Wenn du zum ersten Mal afrikanischen Boden betrittst, bekommst du eine Vorstellung der Bedürfnisse dieses Kontinents. Eigentlich sind Licht und Wasser die Grundlage jeder Zivilisation. Also fokussierten wir unsere Arbeit darauf. Wir wollten etwas entwicklen, dass wirkungsvoll, effizient, langlebig und nachhaltig ist. Schliesslich konzentrierten sich unsere Ideen auf eine Lampe, die aus hochleistungsfähigen Leuchtdioden besteht und wenig Energie verbraucht. Dann fügten wir Fotovoltaikzellen hinzu, die Sonnenstrahlen in Elektrizität umwandeln. Das Licht der Sonne ist unbegrenzt verfügbar und kostenlos. Dank unseres Designs (All-in-One) ist die Lampe widerstandsfähiger gegen stürmisches Wetter und Vandalismus. Obwohl das System einfach zu installieren ist, geben wir den Technikern vor Ort eine Schulung, um die Langlebigkeit des Produkts zu fördern. Im Herzen der Lampe befinden sich der Mikroprozessor und ein Kontroller; beide sorgen dafür, dass alle Komponenten perfekt miteinander harmonieren.

Am Boden der Orion ist die LED-Lampe befestigt. (pd)

Wie sind die bisherigen Erfahrungen mit der Solarlaterne Orion in Afrika?

In Nigeria beispielsweise kooperieren wir direkt mit den zuständigen Behörden der Regierung, um Verträge für einzelne Projekte abzuschliessen. Kürzlich waren wir unter anderem in den Landesteilen Katsina und Kogi präsent. Alle Verhandlungen werden von unserer lokalen Niederlassung in Port Harcourt (Rivers) geführt. Anfangs war eines unserer grössten Probleme das Misstrauen der Bevölkerung. Die Menschen hatten schlechte Erfahrungen gemacht mit Lampen, die von anderen Herstellern stammten. Diese waren an verschiedenen Orten montiert und funktionierten bereits nach sechs Monaten nicht mehr. Wir mussten also zuerst Überzeugungsarbeit leisten und beweisen, dass unsere Technologie komplett anders ist. Heute freuen sich die Leute über unsere Solarlaterne und geniessen den Unterschied. Im Gegensatz zur Konkurrenz verrichten unsere Lampen ihren Dienst zuverlässig.

Möchten sie das innovative Licht-Konzept auch an «reiche» Länder verkaufen?
= = =
◆ **ARBEITSAUFTRAG A**: Suche in den Zeilen unten alle Zeilen heraus, die das Wort „this“ enthalten, und gib jede davon unverändert wieder.

◆ **VORLIEGENDE DATEN**:
= = =
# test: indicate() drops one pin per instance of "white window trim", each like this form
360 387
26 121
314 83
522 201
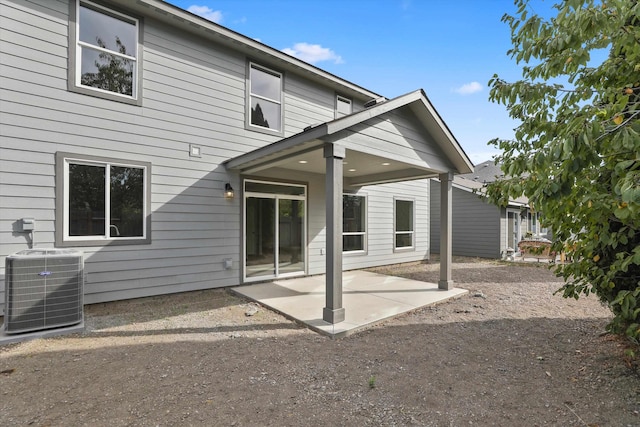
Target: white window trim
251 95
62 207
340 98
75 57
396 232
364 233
= = =
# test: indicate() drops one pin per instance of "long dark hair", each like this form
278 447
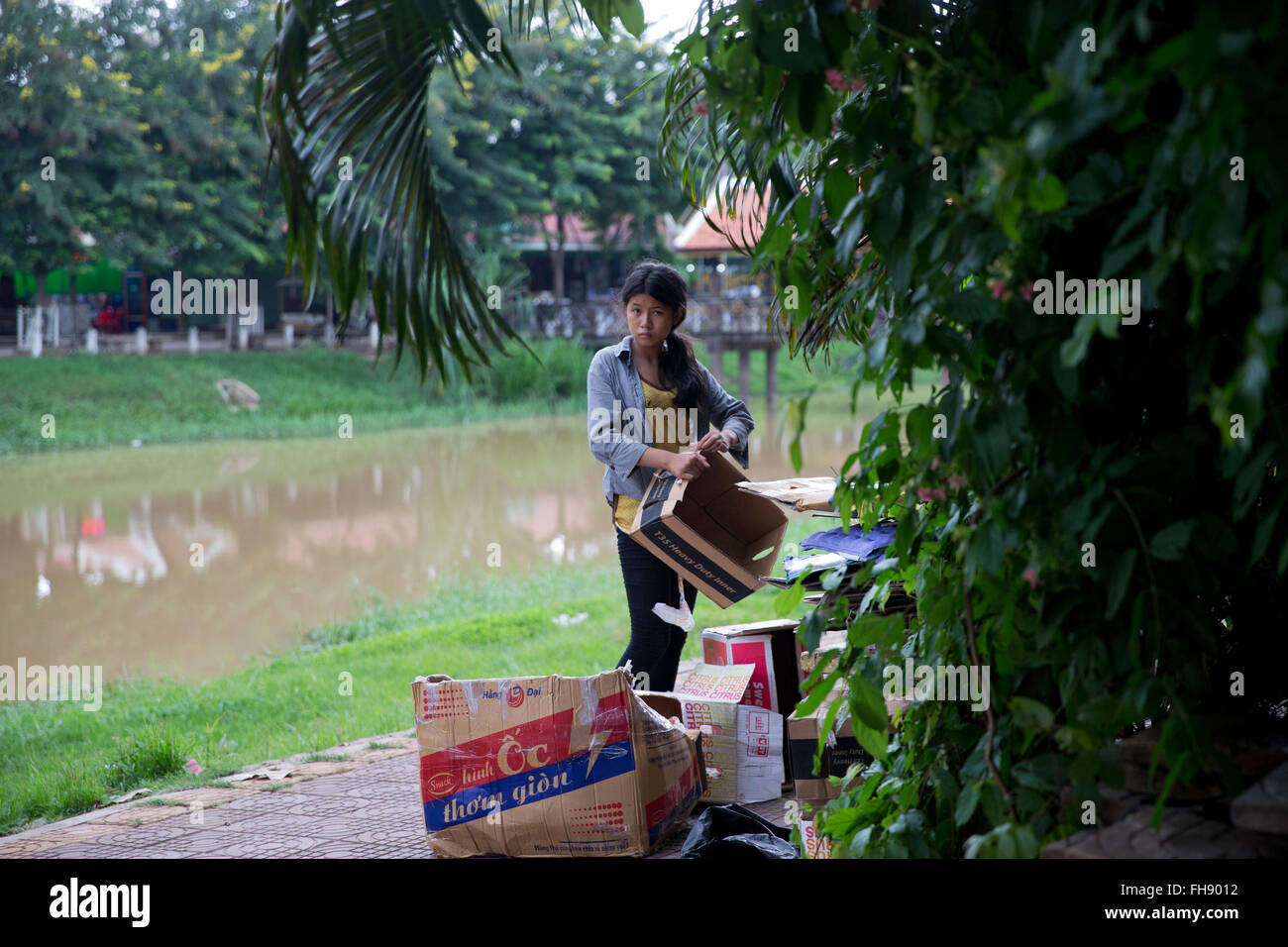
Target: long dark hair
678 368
= = =
◆ **ARBEITSAUFTRAG B**: Schreibe im Text über die Solarlaterne Orion die Passage von „In Nigeria beispielsweise“ bis „ihren Dienst zuverlässig.“ neu und setze dabei „Vertretung“ an die Stelle von „Niederlassung“.

◆ **ENDERGEBNIS A**:
# test: indicate() drops one pin per instance of "white window trim", each like this form
# test: indicate() drops one pin per instance of "long dark hair", each like this form

◆ **ENDERGEBNIS B**:
In Nigeria beispielsweise kooperieren wir direkt mit den zuständigen Behörden der Regierung, um Verträge für einzelne Projekte abzuschliessen. Kürzlich waren wir unter anderem in den Landesteilen Katsina und Kogi präsent. Alle Verhandlungen werden von unserer lokalen Vertretung in Port Harcourt (Rivers) geführt. Anfangs war eines unserer grössten Probleme das Misstrauen der Bevölkerung. Die Menschen hatten schlechte Erfahrungen gemacht mit Lampen, die von anderen Herstellern stammten. Diese waren an verschiedenen Orten montiert und funktionierten bereits nach sechs Monaten nicht mehr. Wir mussten also zuerst Überzeugungsarbeit leisten und beweisen, dass unsere Technologie komplett anders ist. Heute freuen sich die Leute über unsere Solarlaterne und geniessen den Unterschied. Im Gegensatz zur Konkurrenz verrichten unsere Lampen ihren Dienst zuverlässig.